Content starts
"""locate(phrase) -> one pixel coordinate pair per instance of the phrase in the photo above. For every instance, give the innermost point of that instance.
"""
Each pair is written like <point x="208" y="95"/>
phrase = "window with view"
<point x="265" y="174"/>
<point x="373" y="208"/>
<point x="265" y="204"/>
Content ends
▶ DESCRIPTION OF THE TASK: The lines holding the string "pair" are what is needed from the material above.

▶ ANSWER TO THIS PROBLEM:
"""locate(phrase) -> one pixel coordinate pair per instance of the phrase in the photo above. For every instance, give the innermost point of that instance.
Each pair is written like <point x="208" y="95"/>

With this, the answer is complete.